Task statement →
Can you return, word for word, the part of the patent claims below starting at "28. A method" and ending at "capable of changing."?

Document excerpt →
## START
24. A method according to Claim 23, wherein a shutter speed of photographing is set faster in the first mode than the second mode.

25. A method according to Claim 23 or 24, wherein the back lighting is used in the first mode but not in the second mode.

26. A method according to one of Claims 23-25, wherein the object is set at a plurality of different longitudinal orientations to said photograph means and the object is photographed from a plurality of latitudinal positions which has different latitudinal distances from a transparent table on which the object is placed, the plurality of latitudinal positions including a position below the transparent table.

27. A method according to Claim 26, wherein a first polarizing controller is set between the transparent table and the photographing position below the transparent table, a second polarizing controller is set at a position in an optical path of lights illuminating a photographing area by directly reflecting on the transparent table, and polarizing angles of said first and second polarizing controller have a predetermined difference, the object is set at a plurality of different longitudinal orientations to the photographing position by rotating the horizontal plane.

28. A method according to Claim 26 or 27, wherein the transparent table is a glass table.

29. A method according to one of Claims 26-28, wherein a latitudinal photographing position is capable of changing.
## END
Recorded data →
## START
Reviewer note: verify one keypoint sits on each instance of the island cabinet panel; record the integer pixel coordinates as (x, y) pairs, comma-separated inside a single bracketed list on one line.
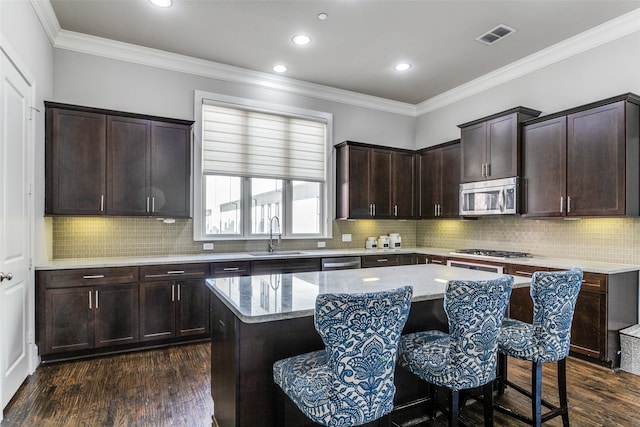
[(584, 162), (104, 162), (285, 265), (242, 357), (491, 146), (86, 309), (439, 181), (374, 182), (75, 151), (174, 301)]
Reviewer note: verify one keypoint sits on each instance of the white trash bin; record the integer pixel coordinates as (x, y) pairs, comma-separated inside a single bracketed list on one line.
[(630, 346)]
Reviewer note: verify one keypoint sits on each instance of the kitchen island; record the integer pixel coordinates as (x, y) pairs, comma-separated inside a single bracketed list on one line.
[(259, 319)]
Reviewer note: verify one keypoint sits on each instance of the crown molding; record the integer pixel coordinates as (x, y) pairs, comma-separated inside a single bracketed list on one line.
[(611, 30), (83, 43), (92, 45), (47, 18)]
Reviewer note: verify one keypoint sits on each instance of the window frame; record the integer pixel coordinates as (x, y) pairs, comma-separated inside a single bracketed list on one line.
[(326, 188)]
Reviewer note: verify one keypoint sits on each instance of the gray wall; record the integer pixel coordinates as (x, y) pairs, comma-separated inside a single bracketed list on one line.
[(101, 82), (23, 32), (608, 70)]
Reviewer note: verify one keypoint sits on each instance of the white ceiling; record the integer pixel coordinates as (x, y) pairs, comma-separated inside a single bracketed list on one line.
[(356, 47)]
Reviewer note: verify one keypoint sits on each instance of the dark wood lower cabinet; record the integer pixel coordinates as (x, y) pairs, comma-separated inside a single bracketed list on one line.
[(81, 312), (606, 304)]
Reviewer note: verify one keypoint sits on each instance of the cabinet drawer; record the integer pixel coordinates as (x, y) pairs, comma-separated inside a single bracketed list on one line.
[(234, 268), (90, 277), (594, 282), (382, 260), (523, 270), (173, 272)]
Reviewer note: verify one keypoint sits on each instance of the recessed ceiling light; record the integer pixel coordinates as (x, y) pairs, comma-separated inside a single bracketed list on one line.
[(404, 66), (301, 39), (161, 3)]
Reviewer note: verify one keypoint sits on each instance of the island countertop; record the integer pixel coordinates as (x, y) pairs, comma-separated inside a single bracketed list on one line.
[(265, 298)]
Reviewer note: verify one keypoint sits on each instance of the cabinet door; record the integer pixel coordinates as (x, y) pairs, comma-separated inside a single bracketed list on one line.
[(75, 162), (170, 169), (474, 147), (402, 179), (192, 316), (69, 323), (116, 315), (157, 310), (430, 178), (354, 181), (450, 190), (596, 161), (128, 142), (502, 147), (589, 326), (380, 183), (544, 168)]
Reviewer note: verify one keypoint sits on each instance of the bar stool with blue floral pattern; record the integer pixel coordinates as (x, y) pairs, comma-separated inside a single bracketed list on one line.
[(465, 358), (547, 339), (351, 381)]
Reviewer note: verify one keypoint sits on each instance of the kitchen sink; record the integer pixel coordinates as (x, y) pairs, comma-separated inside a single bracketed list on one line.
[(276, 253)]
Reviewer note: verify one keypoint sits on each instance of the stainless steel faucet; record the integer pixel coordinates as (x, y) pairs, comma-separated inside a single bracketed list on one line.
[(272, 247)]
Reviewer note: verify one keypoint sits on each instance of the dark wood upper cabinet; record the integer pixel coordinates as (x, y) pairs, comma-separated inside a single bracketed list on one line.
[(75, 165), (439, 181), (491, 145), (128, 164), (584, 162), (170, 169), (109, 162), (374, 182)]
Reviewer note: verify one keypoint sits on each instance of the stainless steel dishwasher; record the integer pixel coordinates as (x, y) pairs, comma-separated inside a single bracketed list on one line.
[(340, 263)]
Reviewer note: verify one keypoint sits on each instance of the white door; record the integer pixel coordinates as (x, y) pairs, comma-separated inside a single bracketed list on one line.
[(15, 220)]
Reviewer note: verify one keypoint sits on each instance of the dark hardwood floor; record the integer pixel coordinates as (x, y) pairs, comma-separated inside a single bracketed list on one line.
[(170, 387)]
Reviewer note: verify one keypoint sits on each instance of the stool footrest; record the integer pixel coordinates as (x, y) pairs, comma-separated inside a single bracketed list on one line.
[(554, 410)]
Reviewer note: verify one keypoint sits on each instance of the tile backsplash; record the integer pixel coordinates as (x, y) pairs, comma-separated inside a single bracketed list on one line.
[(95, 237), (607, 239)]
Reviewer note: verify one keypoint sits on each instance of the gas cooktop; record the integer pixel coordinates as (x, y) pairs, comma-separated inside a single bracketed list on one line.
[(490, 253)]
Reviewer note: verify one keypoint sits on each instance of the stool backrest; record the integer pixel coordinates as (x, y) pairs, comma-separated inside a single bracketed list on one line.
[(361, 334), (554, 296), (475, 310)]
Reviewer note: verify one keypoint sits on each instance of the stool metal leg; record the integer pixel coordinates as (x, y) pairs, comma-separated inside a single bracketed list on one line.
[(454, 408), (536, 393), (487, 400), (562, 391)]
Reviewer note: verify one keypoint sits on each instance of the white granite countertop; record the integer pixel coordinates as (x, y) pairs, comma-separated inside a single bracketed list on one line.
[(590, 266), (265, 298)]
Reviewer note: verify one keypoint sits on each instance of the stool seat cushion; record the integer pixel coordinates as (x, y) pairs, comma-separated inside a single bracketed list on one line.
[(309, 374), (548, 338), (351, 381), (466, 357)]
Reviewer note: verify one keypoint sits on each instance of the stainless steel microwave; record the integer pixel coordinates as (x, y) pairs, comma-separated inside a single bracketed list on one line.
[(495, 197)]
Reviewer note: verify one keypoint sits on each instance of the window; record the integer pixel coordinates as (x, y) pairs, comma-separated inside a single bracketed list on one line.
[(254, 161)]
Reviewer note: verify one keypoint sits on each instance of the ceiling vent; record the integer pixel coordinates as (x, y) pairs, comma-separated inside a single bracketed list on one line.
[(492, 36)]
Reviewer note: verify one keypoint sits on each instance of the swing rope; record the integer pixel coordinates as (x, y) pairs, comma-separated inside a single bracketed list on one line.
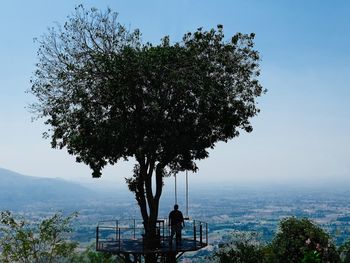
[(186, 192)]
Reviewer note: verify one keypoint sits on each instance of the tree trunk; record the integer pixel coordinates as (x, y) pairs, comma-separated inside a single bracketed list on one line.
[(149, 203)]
## END
Full output →
28. A method according to Claim 26 or 27, wherein the transparent table is a glass table.

29. A method according to one of Claims 26-28, wherein a latitudinal photographing position is capable of changing.